EXERCISE GOAL:
Select, from the data, each line where "canopy" occurs.

################

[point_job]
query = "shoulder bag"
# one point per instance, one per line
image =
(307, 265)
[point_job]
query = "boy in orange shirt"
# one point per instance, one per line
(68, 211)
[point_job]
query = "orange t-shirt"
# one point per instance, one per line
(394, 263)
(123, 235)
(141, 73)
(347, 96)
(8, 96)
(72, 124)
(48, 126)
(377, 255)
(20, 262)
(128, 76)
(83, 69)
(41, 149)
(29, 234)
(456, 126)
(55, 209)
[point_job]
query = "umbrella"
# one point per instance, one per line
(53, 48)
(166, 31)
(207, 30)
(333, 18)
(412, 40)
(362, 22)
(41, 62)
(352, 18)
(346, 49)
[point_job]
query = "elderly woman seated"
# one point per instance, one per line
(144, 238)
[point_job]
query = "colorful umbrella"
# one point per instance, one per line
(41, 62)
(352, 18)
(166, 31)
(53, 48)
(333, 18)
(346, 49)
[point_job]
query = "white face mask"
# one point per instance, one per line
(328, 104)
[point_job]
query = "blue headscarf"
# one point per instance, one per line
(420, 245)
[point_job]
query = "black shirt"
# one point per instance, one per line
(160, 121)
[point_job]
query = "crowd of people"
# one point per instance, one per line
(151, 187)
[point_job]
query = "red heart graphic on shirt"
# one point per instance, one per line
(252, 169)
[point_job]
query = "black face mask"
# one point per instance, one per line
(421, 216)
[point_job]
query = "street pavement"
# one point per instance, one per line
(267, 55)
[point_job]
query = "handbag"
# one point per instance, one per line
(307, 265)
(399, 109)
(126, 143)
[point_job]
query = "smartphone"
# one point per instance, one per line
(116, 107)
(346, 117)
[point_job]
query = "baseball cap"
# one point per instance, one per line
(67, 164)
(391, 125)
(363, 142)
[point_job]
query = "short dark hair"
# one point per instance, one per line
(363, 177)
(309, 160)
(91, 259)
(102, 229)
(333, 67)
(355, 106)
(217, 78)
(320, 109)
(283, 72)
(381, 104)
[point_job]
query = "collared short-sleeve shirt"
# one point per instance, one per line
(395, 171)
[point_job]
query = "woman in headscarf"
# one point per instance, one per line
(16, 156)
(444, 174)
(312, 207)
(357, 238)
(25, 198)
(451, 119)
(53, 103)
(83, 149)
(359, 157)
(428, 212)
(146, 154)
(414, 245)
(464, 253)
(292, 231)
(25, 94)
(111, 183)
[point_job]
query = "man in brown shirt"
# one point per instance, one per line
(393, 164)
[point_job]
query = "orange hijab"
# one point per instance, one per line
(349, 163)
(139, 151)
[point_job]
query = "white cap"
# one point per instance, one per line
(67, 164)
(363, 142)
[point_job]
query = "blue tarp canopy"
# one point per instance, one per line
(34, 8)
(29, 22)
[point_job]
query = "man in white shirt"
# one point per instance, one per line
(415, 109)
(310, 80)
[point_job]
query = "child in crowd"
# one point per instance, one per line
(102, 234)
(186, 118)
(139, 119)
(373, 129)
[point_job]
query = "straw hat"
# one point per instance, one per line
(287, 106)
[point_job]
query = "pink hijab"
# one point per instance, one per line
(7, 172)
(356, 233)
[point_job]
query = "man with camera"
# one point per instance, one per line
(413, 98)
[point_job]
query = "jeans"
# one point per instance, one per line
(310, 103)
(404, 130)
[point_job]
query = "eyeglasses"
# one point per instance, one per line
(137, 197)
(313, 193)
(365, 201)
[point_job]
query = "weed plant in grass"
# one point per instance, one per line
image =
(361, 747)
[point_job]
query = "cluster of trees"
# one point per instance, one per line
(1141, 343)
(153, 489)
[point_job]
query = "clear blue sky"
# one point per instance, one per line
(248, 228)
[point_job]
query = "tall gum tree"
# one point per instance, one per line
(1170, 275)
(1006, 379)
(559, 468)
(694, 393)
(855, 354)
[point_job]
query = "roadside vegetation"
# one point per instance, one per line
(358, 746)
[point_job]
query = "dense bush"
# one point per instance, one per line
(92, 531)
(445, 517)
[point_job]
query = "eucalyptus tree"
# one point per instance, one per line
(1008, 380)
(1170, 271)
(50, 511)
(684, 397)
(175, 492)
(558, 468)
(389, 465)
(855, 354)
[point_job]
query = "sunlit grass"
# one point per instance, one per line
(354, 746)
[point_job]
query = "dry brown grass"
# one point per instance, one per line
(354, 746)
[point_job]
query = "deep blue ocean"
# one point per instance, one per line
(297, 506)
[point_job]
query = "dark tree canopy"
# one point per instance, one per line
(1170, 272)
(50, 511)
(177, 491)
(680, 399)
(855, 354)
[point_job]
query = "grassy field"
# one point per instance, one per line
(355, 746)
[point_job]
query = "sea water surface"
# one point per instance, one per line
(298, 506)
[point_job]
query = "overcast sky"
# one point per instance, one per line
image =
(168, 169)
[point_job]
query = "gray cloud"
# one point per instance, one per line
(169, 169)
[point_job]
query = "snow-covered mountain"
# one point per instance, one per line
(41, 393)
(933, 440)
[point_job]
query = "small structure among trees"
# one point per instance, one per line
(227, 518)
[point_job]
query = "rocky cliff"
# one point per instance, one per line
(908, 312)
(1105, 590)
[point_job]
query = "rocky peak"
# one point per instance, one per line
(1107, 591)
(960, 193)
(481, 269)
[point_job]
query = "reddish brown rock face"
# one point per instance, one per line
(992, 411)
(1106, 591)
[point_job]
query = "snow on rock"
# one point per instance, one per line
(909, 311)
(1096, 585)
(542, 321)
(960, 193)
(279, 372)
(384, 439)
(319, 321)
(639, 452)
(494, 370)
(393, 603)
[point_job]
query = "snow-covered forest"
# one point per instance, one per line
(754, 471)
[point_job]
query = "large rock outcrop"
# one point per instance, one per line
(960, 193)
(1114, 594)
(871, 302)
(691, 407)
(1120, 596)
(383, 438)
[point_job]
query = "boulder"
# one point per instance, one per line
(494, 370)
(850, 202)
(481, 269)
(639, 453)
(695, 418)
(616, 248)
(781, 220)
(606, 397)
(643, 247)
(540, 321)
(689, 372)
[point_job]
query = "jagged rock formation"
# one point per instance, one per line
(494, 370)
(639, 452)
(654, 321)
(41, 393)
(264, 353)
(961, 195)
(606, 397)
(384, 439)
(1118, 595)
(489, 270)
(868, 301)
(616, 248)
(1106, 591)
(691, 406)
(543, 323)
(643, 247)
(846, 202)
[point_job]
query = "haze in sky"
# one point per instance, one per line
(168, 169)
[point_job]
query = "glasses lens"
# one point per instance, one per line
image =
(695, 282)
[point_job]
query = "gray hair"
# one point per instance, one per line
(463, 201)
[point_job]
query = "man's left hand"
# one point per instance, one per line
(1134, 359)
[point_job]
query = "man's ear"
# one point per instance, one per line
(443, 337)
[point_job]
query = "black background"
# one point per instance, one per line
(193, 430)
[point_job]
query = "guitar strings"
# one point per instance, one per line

################

TASK OUTPUT:
query = "blue tarp canopy"
query = "dark tree canopy"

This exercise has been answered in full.